Required work: Extract each line of the data below exactly as written.

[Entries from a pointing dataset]

........

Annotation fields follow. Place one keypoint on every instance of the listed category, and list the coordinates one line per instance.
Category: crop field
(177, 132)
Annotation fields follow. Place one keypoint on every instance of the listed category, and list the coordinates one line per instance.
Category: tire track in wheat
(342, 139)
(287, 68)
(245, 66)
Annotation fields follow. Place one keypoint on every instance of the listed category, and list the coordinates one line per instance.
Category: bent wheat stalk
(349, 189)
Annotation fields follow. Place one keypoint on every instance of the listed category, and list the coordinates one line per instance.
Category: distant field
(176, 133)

........

Response to the exercise:
Annotation fields follow. Place one keypoint on every instance of the listed category, and list the coordinates one line per instance.
Category: crop field
(177, 132)
Annotation fields follow. Place one keypoint on every instance of the listed category, and list the coordinates one line per instance.
Category: tire track in wheat
(342, 139)
(287, 68)
(245, 66)
Annotation fields follow. Place one keypoint on every instance of the listed category, and list the coordinates one line per instance.
Category: bent wheat stalk
(349, 189)
Annotation fields follow. Place one keypoint on every instance of the listed category, and list the coordinates one line per instance.
Category: distant field
(176, 133)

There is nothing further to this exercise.